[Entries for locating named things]
※

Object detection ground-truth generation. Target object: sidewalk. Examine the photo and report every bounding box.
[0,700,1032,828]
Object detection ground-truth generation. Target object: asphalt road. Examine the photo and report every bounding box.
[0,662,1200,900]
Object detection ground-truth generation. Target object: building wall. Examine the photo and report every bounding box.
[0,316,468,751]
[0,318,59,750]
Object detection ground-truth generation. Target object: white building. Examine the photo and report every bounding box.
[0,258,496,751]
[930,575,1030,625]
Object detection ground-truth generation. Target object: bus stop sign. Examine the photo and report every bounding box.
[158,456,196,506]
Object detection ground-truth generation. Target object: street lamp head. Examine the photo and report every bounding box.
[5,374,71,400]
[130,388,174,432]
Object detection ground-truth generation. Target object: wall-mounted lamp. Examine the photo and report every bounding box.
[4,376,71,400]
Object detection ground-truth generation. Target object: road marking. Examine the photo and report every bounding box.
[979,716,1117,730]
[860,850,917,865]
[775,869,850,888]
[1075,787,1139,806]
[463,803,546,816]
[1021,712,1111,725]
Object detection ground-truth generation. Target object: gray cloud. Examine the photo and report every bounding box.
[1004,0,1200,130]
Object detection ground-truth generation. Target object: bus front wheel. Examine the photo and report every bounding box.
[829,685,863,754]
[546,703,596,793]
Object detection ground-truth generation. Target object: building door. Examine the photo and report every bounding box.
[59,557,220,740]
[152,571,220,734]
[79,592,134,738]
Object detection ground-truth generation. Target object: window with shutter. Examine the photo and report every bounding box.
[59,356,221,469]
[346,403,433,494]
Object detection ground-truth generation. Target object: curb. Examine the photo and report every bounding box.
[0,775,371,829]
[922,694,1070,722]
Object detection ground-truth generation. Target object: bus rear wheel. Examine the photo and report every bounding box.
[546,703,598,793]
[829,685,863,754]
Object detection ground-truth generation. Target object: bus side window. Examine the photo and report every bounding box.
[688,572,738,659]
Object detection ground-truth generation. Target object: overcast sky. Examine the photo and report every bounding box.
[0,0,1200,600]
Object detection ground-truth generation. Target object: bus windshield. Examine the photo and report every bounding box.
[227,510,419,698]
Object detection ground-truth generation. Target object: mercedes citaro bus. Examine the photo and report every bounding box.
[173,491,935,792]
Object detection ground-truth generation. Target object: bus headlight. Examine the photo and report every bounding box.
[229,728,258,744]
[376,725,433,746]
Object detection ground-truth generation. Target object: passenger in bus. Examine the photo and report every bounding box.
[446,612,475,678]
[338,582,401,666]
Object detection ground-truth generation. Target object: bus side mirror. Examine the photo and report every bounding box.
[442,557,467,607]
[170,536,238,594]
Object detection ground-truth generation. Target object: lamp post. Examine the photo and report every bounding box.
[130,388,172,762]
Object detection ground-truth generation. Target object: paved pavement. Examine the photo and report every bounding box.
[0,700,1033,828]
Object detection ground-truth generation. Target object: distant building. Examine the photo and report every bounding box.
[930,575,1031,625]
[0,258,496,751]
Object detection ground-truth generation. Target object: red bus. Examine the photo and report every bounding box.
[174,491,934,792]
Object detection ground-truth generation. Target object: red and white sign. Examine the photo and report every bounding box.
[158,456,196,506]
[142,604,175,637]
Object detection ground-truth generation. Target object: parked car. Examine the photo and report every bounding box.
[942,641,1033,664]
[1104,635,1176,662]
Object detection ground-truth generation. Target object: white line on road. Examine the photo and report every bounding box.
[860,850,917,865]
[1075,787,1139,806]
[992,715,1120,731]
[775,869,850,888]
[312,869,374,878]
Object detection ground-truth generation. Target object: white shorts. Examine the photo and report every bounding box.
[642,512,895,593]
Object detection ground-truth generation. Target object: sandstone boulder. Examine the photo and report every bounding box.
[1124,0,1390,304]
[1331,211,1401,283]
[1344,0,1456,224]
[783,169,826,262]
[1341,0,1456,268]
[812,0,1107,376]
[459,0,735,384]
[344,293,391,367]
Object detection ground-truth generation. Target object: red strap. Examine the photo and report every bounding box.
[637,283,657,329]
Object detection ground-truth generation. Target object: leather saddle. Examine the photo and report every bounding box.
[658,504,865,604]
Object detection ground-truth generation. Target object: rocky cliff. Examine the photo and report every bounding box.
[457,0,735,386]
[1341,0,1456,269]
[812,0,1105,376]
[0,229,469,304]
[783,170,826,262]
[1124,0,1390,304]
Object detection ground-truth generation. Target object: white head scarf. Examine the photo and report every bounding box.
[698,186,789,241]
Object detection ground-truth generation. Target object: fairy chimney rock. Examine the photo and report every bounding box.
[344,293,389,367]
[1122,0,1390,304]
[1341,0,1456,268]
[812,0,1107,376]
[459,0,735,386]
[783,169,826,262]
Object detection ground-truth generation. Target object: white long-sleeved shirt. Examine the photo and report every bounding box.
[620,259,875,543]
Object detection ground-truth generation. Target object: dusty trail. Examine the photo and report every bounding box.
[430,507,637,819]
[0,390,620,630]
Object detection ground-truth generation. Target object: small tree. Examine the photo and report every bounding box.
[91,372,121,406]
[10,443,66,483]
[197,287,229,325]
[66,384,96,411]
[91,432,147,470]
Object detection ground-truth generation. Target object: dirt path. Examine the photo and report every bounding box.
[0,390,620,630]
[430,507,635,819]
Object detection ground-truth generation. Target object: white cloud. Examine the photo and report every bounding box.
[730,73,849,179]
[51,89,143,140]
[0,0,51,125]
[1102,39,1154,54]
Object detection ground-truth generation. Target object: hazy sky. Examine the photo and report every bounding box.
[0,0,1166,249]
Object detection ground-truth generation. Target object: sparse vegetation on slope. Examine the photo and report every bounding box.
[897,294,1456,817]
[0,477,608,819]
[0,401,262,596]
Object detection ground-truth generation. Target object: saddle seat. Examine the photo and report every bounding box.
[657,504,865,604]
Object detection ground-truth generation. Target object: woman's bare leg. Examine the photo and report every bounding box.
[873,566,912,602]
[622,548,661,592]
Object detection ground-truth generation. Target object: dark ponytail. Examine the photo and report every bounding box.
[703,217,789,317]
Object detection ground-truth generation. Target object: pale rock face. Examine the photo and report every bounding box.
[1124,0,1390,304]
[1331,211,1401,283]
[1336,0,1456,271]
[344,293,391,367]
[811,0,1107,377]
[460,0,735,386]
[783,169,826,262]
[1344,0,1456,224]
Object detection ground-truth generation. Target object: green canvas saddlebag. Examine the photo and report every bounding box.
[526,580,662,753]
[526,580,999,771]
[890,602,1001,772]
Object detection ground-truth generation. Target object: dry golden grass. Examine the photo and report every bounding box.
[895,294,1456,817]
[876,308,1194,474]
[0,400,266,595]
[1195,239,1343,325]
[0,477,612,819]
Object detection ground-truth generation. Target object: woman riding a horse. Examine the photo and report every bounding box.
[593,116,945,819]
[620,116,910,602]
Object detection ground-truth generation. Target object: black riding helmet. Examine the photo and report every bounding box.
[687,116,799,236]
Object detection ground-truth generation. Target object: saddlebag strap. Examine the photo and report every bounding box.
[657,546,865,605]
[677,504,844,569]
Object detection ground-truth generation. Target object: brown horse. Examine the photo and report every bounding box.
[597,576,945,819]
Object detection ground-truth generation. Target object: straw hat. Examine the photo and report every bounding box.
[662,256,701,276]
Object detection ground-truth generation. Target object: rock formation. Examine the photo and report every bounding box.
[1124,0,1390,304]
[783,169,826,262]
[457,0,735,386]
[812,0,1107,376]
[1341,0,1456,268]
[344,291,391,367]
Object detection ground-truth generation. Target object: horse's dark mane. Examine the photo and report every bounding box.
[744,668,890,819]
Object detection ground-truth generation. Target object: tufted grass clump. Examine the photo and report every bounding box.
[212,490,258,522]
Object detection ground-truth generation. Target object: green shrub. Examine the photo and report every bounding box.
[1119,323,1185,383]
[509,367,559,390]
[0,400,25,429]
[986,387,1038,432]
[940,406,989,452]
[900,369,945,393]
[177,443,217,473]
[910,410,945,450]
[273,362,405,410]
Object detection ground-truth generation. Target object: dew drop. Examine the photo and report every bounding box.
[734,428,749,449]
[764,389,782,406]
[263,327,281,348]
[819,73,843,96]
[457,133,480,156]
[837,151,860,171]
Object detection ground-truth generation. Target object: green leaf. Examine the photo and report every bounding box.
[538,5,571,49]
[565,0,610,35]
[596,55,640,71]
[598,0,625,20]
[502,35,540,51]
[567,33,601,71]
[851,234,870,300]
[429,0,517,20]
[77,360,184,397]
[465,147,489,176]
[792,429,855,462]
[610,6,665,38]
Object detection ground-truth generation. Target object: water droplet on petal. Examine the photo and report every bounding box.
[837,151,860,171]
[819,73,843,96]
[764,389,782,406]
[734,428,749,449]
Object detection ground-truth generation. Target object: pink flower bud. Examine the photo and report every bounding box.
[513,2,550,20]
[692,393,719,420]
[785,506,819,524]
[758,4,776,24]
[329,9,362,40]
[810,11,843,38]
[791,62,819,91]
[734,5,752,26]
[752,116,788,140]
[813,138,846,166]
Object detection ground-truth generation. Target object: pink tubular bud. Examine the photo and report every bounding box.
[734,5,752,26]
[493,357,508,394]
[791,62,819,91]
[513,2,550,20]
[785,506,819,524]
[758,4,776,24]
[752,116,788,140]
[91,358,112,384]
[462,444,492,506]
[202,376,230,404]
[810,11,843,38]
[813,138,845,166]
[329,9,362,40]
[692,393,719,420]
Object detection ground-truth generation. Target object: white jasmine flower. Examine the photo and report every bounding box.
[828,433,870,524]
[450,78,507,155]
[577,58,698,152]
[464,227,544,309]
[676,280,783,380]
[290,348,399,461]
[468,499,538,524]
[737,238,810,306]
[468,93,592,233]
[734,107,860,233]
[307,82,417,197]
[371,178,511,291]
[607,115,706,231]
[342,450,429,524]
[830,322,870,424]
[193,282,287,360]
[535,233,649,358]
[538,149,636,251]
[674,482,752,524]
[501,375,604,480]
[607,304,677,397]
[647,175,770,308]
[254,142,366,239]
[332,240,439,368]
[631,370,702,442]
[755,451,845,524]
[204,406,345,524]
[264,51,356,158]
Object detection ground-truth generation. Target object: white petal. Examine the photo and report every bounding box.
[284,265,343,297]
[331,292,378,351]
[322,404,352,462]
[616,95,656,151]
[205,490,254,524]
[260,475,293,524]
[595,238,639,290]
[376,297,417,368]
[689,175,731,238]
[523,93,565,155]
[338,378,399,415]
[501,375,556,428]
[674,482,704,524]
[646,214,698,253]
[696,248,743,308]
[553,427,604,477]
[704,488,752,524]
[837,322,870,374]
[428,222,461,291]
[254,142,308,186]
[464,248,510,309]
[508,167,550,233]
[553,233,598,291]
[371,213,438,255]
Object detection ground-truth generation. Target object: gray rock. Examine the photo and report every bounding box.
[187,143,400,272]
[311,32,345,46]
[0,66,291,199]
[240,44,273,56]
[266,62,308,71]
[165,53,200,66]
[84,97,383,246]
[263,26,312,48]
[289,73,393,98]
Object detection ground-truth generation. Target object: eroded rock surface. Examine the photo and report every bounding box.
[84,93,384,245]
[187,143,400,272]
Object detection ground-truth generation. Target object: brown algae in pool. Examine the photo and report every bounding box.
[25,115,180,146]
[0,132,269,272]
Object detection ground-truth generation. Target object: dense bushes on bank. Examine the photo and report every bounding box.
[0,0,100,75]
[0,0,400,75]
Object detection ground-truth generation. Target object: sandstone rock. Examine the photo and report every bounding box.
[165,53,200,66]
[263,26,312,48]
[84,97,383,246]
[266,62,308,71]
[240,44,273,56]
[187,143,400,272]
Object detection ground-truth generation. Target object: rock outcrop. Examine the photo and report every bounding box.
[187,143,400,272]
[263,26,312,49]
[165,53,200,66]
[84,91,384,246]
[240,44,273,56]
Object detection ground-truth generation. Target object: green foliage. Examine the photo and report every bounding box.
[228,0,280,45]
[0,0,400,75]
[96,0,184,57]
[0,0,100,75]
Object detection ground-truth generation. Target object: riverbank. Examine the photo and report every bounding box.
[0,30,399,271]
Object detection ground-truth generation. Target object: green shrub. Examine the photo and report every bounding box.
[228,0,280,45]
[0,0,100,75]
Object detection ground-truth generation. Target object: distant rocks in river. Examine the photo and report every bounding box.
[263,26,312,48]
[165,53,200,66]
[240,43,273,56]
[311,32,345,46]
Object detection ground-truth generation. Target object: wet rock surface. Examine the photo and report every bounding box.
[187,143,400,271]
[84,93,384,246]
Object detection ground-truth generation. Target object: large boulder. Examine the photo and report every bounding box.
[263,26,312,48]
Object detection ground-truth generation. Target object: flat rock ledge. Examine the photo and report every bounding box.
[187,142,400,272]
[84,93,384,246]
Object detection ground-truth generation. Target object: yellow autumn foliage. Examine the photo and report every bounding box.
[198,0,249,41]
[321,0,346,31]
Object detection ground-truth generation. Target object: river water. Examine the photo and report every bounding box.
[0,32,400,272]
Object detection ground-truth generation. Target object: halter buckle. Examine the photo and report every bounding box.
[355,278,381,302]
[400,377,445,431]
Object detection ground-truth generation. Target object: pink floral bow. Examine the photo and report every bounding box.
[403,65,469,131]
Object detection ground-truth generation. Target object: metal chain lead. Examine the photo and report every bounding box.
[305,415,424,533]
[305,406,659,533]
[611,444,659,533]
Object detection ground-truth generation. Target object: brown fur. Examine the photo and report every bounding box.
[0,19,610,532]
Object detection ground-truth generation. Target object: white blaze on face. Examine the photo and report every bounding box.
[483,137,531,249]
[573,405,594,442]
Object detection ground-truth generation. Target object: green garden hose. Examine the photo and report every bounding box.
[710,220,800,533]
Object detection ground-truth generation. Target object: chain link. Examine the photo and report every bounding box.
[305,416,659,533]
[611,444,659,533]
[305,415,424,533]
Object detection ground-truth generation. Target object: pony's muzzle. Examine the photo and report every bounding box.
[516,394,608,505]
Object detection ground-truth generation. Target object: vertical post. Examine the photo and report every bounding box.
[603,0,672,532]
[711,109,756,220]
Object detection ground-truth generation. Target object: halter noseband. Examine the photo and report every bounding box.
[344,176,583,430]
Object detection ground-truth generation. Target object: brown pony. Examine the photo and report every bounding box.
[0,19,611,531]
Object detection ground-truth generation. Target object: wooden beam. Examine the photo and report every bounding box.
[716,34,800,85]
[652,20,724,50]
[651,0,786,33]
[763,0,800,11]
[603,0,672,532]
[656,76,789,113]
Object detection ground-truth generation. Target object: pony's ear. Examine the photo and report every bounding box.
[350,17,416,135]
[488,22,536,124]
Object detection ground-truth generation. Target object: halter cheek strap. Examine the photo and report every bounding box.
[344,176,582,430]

※

> Exercise brief
Give the records between the line holding "Object detection ground-truth generation. Target object: yellow" and the line holding "[710,220,800,533]", inclusive, as a numbered list, with blank lines left out.

> Answer for the task
1. Object detection ground-truth generation. Target object: yellow autumn foliage. Examine the photo and report every bounding box.
2. [198,0,249,41]
3. [321,0,346,31]
4. Object detection ground-truth generation. Target object: river water. Examine the photo and report every bounding box.
5. [0,32,400,272]
6. Object detection ground-truth generation. Target object: halter buckle. Examine the photo and report every bounding box.
7. [355,278,381,302]
8. [400,377,445,431]
9. Object detection ground-truth generation. Target object: pink floral bow. Examine the photo and report every bounding box.
10. [403,65,469,131]
11. Object detection ground-truth generation. Target object: metal chain lead. Examine the photo and report every bounding box.
12. [305,415,424,533]
13. [305,406,659,533]
14. [611,444,659,533]
15. Object detection ground-truth generation. Target object: brown fur. Examine the photo and report every bounding box.
16. [0,19,610,532]
17. Object detection ground-truth generation. Target object: white blaze on face. Examine the photo and report every bounding box.
18. [483,137,531,249]
19. [573,405,594,442]
20. Object detection ground-truth generation. Target object: green garden hose. Examine the photo and report every bounding box.
21. [710,220,800,533]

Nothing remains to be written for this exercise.